Are wild monkeys becoming a reservoir for Zika virus in the Americas?
A Brazilian study found Zika virus in many wild marmoset monkeys, which could become part of a threatening transmission cycle for humans.
When the Zika virus exploded in the Americas in 2015, it quickly became an international scare: Pregnant women, bitten by infected mosquitoes, could pass the virus to their babies, some of whom suffered brain malformations as a result. But the epidemic eventually wound down, thanks in part to large swaths of populations developing immunity. Now, scientists in Brazil have discovered that more than a third of the wild monkeys they tested for Zika have been infected, the strongest evidence yet that a “reservoir” for the disease outside of humans has the potential to form.
“We found this phenomenon in two different cities at the same time, so [infected monkeys] are more common than we think,” says Maurício Lacerda Nogueria, a virologist at the São José do Rio Preto School of Medicine in Brazil, who led the new study.

— Information shown —
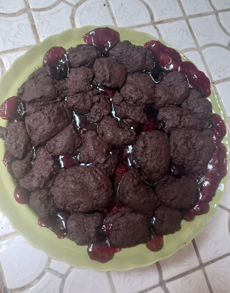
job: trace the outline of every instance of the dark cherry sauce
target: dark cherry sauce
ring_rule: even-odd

— Problems to solve —
- a) List every geographic name that appears in the Zika article.
- b) Rewrite the paragraph of the Zika article that begins "When the Zika virus exploded" as a short bulleted list that keeps its main facts.
- c) Summarize the Zika article in two sentences.

— Answers in order —
- a)
- the Americas
- Brazil
- São José do Rio Preto

- b)
- Zika virus spread explosively in the Americas in 2015 and became an international scare.
- Pregnant women bitten by infected mosquitoes could pass the virus to their babies, and some babies suffered brain malformations.
- The epidemic eventually wound down, partly because large parts of populations developed immunity.
- Scientists in Brazil have found that more than a third of the wild monkeys they tested had been infected with Zika.
- This is the strongest evidence yet that a reservoir for the disease outside humans could form.

- c) Zika virus spread widely in the Americas in 2015, when infected pregnant women could pass it to their babies and cause brain malformations, but the epidemic eventually wound down, partly because populations developed immunity. A Brazilian study led by virologist Maurício Lacerda Nogueria found that more than a third of the wild monkeys tested in two cities had been infected, the strongest evidence yet that a reservoir for the disease outside humans could form.